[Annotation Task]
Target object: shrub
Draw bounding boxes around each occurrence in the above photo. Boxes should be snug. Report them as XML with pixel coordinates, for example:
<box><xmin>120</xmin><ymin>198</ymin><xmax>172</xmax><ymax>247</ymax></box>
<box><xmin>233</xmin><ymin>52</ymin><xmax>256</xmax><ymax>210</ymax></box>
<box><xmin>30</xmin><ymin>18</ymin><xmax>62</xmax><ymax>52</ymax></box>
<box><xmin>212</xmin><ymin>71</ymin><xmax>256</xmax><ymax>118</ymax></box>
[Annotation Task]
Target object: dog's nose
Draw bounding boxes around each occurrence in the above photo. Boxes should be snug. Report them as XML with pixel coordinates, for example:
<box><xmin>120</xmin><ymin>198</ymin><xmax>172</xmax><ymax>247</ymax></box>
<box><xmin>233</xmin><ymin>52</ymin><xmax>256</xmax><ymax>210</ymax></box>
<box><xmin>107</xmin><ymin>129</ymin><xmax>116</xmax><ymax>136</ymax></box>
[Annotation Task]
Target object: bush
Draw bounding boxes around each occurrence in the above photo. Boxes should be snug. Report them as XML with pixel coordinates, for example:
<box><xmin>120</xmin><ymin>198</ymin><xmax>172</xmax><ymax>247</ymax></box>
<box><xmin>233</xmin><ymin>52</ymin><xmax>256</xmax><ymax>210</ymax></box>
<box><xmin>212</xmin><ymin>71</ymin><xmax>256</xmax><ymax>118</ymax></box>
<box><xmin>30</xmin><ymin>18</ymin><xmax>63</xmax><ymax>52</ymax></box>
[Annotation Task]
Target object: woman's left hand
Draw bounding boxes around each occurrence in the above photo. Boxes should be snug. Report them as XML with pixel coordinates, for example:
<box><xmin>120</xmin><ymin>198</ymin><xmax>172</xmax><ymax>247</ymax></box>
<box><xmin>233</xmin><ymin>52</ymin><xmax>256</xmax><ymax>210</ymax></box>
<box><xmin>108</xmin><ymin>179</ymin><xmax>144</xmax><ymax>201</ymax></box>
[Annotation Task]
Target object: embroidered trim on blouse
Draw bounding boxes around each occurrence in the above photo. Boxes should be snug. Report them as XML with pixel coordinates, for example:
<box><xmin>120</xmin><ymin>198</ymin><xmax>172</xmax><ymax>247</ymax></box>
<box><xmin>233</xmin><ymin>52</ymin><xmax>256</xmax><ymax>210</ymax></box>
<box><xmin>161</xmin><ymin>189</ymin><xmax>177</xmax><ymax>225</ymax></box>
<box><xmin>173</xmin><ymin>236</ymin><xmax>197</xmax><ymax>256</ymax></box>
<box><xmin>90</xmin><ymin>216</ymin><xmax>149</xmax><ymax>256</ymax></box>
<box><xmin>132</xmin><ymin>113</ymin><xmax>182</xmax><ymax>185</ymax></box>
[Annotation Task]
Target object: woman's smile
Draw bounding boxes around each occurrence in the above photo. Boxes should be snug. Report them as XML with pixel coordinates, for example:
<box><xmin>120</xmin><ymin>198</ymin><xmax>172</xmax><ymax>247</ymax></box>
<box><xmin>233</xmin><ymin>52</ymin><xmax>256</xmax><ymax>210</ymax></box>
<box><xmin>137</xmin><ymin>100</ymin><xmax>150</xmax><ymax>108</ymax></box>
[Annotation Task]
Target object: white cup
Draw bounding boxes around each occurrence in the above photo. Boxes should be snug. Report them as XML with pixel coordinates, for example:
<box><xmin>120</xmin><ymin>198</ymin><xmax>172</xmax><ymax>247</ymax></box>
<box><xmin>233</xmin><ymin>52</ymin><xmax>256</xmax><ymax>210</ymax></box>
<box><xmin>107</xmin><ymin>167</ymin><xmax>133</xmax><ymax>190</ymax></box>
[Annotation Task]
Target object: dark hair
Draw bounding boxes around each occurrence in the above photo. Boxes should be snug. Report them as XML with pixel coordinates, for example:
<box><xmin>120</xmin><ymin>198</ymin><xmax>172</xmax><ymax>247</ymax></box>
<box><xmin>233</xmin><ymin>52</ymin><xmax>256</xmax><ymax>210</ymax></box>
# # # # #
Task goal: Nothing in the data may differ; print all of it exactly as written.

Answer:
[Annotation Task]
Target object: shrub
Draw bounding boxes around each occurrence in the above photo. Boxes should be snug. Report them as XML with pixel coordinates, for example:
<box><xmin>120</xmin><ymin>198</ymin><xmax>172</xmax><ymax>247</ymax></box>
<box><xmin>233</xmin><ymin>52</ymin><xmax>256</xmax><ymax>210</ymax></box>
<box><xmin>30</xmin><ymin>18</ymin><xmax>62</xmax><ymax>52</ymax></box>
<box><xmin>212</xmin><ymin>71</ymin><xmax>256</xmax><ymax>118</ymax></box>
[Annotation Task]
Target object: dog's nose
Draw bounding boxes around each occurrence in the above photo. Boxes should be snug. Report them as XML with pixel coordinates, for example:
<box><xmin>120</xmin><ymin>198</ymin><xmax>172</xmax><ymax>247</ymax></box>
<box><xmin>233</xmin><ymin>52</ymin><xmax>256</xmax><ymax>210</ymax></box>
<box><xmin>107</xmin><ymin>129</ymin><xmax>116</xmax><ymax>136</ymax></box>
[Annotation Task]
Target object: bush
Draw bounding boxes around each occurrence in the above photo. Boxes should be snug. Report them as XML with pixel coordinates, for example:
<box><xmin>120</xmin><ymin>198</ymin><xmax>172</xmax><ymax>247</ymax></box>
<box><xmin>233</xmin><ymin>52</ymin><xmax>256</xmax><ymax>210</ymax></box>
<box><xmin>212</xmin><ymin>71</ymin><xmax>256</xmax><ymax>118</ymax></box>
<box><xmin>30</xmin><ymin>18</ymin><xmax>63</xmax><ymax>52</ymax></box>
[Annotation Task]
Target object: woman's left hand
Draw bounding boxes around each occurrence in the above photo. Boxes should be snug. Report them as XML with pixel coordinates, for example:
<box><xmin>120</xmin><ymin>198</ymin><xmax>172</xmax><ymax>247</ymax></box>
<box><xmin>233</xmin><ymin>52</ymin><xmax>256</xmax><ymax>210</ymax></box>
<box><xmin>108</xmin><ymin>179</ymin><xmax>144</xmax><ymax>201</ymax></box>
[Annotation Task]
Target object: embroidered trim on blouse
Draw bounding boxes around each occurrence in the above photo. Boxes should be snug. Report them as XML with pixel coordinates, for example:
<box><xmin>120</xmin><ymin>198</ymin><xmax>172</xmax><ymax>247</ymax></box>
<box><xmin>233</xmin><ymin>52</ymin><xmax>256</xmax><ymax>210</ymax></box>
<box><xmin>161</xmin><ymin>189</ymin><xmax>177</xmax><ymax>225</ymax></box>
<box><xmin>173</xmin><ymin>236</ymin><xmax>197</xmax><ymax>256</ymax></box>
<box><xmin>90</xmin><ymin>216</ymin><xmax>149</xmax><ymax>256</ymax></box>
<box><xmin>132</xmin><ymin>113</ymin><xmax>182</xmax><ymax>185</ymax></box>
[Annotation Task]
Target object: woman's smile
Draw bounding boxes around each occurrence in the above photo. Boxes should be snug. Report them as XML with pixel coordinates, for example:
<box><xmin>120</xmin><ymin>198</ymin><xmax>172</xmax><ymax>247</ymax></box>
<box><xmin>233</xmin><ymin>52</ymin><xmax>256</xmax><ymax>210</ymax></box>
<box><xmin>137</xmin><ymin>100</ymin><xmax>150</xmax><ymax>108</ymax></box>
[Annotation Task]
Target object: white cup
Draw bounding boxes around each occurrence in the above photo. Boxes should be snug. Report them as XML with pixel coordinates, for example:
<box><xmin>120</xmin><ymin>198</ymin><xmax>172</xmax><ymax>247</ymax></box>
<box><xmin>233</xmin><ymin>52</ymin><xmax>256</xmax><ymax>210</ymax></box>
<box><xmin>107</xmin><ymin>167</ymin><xmax>133</xmax><ymax>190</ymax></box>
[Annotation Task]
Target object: dark hair
Draw bounding boxes around each occurrence in the above photo. Boxes should be snug. Report them as XML with pixel coordinates, for example:
<box><xmin>120</xmin><ymin>198</ymin><xmax>172</xmax><ymax>247</ymax></box>
<box><xmin>233</xmin><ymin>52</ymin><xmax>256</xmax><ymax>210</ymax></box>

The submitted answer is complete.